In 2006, a new visitors' centre opened to serve Fathom Five National Marine Park and the Bruce Peninsula National Park. Designed by Andrew Frontini of Shore Tilbe Irwin + Partners, the CAD $7.82 million centre, approached by a boardwalk, features an information centre, reception area, exhibit hall and theatre. A 20-metre viewing tower was also constructed to provide visitors with aerial views of the surrounding park and Georgian Bay. The centre was designed with environmental sustainability in mind, receiving $224,000 from the Federal House in Order initiative for implementation of innovative greenhouse gas reduction technology.

== Recreation ==
With an annual visitation number of 490,388 from 2019-2021, Fathom Five National Marine Park is a popular destination among locals and tourists. The park has three main trails, which range in duration from five minutes to two hours. The Bruce Trail to Little Dunks Bay is approximately two kilometres long and provides visitors with a panoramic view of Little Dunks Bay and Georgian Bay. The Bruce Trail Burnt Point Loop has the longest hike of the three, encompassing 4.8 km, which passes through cedar forests and provides a view of Georgian Bay. Visitors can embark on the shortest hike that is less than half a kilometre in length, passing by the visitor centre on their way to Tobermory Harbour.

== Park management ==
=== Management plan ===

The management plans for the Fathom Five National Park was made in 1998. The park was created to protect the longevity of the Georgian Bay marine biodiversity and environment. The aquatic ecosystems management was created to study the structure of the ecosystem and resources, protect species and habitats, and identify the impact of nonnative species and make management plans to take action if they negatively impact native species. The fish management plan was created to monitor the populations, and allow sustainable harvest through commercial and sport fishing. The terrestrial ecosystems management plan was created to monitor the islands’ biogeography and to and reduce human impact on the environment. This is done by preventing new species from being introduced and limiting public access to areas. Additionally, management requires environmental impact assessments to be done prior to any activities or development.

=== Management progress ===

The management progress was last reported by Parks Canada in 2010. The goals to conserve and monitor aquatic ecosystems is approximately 50% complete. The coastal ecosystems' water quality, water level, fish populations, and connectivity are in good condition. The island ecosystems' habitat and connectivity is in fair condition, and they are still developing the offshore and social indicators. The goals to preserve the terrestrial ecosystems are being met, and is in fair condition. The goal of having environmental impact assessments is also being followed prior to activities.

== Threatened and endangered species ==
A multi-species action plan to conserve threatened and endangered species was created by Parks Canada to be implemented in Fathom Five National Park and Bruce Peninsula National Park. The plan includes COSEWIC’s (Committee on the Status of Endangered Wildlife in Canada) identification of the species threat status, and plans to recover the population size and distribution of the species.

» **Requirement**: Reproduce the part of the Fathom Five passage between "The management progress" and "prior to activities.", inclusive. The records come from a different source than the Fathom Five passage.

» **Information provided**:

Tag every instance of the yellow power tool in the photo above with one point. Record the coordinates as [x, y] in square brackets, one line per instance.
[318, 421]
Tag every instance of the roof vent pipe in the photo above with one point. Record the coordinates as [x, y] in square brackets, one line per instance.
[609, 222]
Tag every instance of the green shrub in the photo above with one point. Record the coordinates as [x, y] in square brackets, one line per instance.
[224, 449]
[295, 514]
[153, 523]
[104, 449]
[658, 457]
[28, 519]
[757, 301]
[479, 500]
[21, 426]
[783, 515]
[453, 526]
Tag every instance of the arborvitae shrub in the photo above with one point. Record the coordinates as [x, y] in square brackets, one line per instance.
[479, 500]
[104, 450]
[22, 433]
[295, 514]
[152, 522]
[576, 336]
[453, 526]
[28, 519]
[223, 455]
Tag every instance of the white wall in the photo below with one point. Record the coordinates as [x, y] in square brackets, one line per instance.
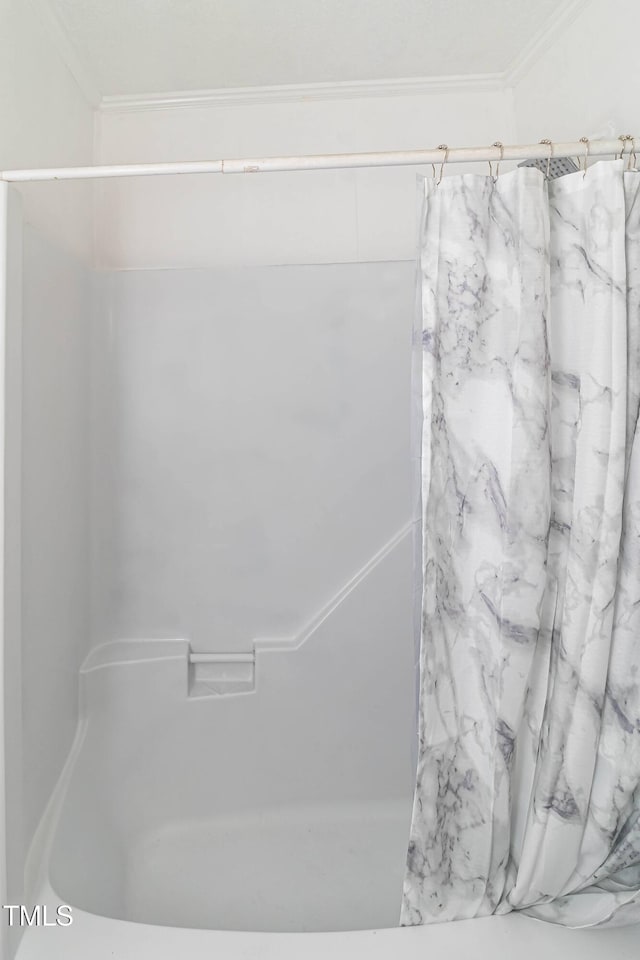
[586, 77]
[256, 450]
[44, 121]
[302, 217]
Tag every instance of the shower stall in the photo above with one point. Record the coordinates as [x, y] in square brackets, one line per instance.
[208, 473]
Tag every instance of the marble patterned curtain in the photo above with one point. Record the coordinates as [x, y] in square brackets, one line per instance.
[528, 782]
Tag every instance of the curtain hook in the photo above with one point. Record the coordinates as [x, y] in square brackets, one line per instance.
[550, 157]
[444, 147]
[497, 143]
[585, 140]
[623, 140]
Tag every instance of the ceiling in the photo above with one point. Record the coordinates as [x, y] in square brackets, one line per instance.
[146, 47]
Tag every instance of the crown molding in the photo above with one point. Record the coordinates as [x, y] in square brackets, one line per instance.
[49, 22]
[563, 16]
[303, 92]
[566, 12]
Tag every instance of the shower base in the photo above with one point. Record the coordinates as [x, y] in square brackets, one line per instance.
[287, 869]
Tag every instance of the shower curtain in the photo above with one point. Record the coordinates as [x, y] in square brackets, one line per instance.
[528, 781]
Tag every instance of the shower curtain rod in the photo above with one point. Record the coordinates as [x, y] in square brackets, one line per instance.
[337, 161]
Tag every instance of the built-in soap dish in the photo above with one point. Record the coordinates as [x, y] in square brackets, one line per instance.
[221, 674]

--

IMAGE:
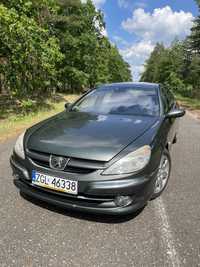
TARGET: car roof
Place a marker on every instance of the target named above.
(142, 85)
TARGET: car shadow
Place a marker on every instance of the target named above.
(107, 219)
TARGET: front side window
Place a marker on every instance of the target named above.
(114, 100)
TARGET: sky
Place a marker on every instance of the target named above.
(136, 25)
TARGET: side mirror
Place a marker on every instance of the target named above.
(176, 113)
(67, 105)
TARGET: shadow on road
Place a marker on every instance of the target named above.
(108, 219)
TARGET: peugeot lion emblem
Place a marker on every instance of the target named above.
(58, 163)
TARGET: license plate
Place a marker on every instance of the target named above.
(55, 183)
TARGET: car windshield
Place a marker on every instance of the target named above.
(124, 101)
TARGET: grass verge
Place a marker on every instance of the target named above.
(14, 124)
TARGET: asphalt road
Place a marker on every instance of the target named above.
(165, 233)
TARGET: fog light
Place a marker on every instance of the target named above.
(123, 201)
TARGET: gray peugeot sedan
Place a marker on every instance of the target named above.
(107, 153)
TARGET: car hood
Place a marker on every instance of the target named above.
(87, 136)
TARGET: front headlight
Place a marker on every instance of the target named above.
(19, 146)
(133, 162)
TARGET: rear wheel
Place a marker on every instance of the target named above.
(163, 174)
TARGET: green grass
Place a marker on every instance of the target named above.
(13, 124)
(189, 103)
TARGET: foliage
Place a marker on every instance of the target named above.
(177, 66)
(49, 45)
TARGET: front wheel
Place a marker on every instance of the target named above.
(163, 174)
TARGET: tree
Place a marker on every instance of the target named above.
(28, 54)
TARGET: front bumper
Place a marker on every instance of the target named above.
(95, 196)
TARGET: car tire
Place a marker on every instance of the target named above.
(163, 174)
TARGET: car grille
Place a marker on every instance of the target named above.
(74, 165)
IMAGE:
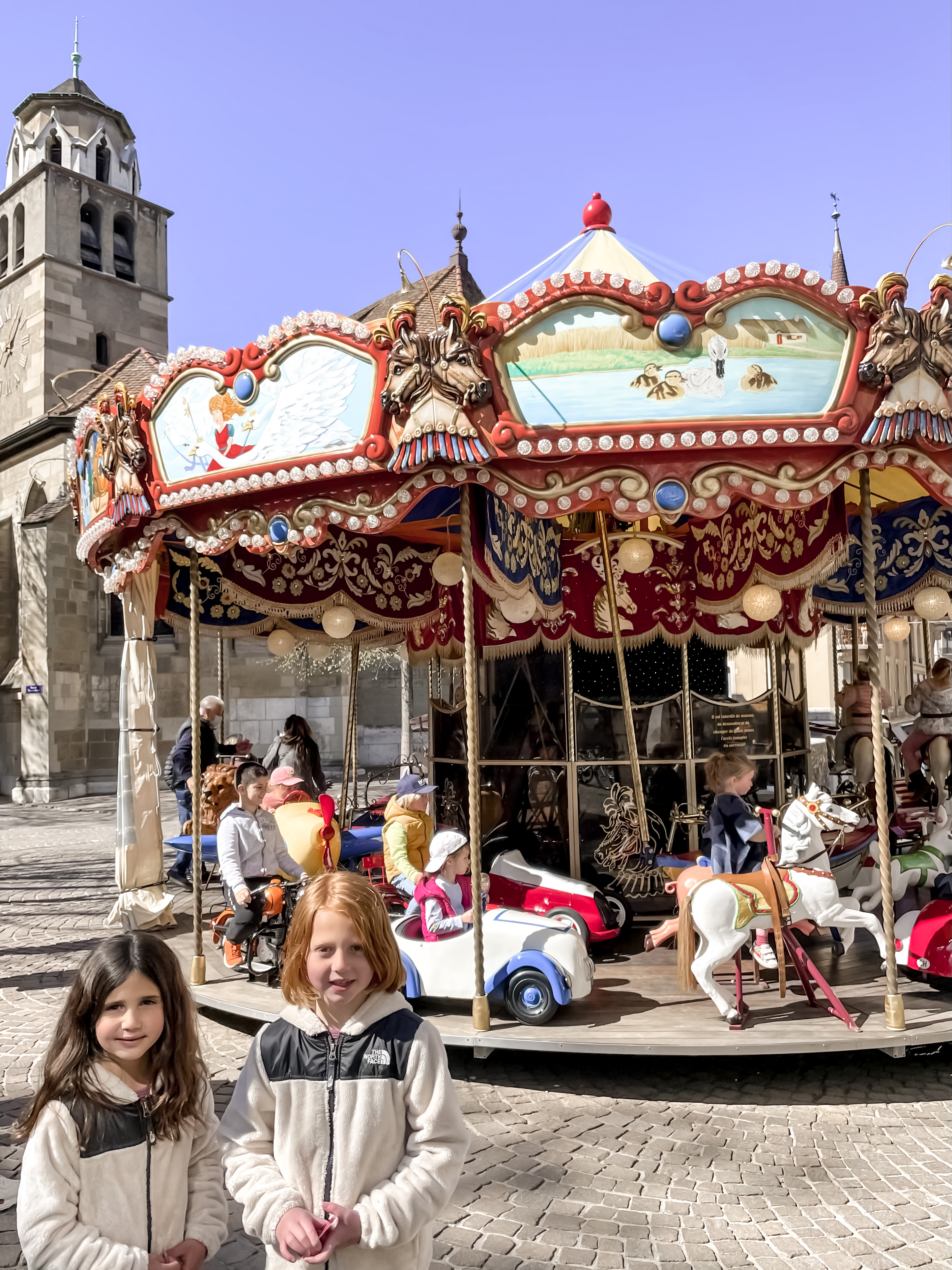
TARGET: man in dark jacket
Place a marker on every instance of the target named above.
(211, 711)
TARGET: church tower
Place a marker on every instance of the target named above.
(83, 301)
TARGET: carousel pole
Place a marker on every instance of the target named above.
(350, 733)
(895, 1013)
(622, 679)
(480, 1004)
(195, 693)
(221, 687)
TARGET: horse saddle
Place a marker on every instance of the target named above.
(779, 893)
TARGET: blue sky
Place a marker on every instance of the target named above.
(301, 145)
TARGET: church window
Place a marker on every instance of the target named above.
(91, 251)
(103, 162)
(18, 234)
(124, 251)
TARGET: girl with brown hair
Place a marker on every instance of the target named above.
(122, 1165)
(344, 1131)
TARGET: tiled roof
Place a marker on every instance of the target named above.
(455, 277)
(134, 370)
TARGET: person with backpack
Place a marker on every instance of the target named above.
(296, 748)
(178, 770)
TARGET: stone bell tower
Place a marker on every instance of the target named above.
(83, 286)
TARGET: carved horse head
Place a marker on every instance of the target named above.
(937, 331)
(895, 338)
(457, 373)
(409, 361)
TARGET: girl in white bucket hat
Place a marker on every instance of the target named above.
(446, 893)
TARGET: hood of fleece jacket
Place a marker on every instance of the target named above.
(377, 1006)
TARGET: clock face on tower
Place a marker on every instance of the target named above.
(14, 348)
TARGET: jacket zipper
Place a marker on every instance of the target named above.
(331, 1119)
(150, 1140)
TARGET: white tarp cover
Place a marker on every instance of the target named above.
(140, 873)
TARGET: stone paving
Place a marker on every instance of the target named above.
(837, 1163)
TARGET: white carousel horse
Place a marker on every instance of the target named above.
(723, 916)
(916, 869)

» **Answer area**:
The management progress was last reported by Parks Canada in 2010. The goals to conserve and monitor aquatic ecosystems is approximately 50% complete. The coastal ecosystems' water quality, water level, fish populations, and connectivity are in good condition. The island ecosystems' habitat and connectivity is in fair condition, and they are still developing the offshore and social indicators. The goals to preserve the terrestrial ecosystems are being met, and is in fair condition. The goal of having environmental impact assessments is also being followed prior to activities.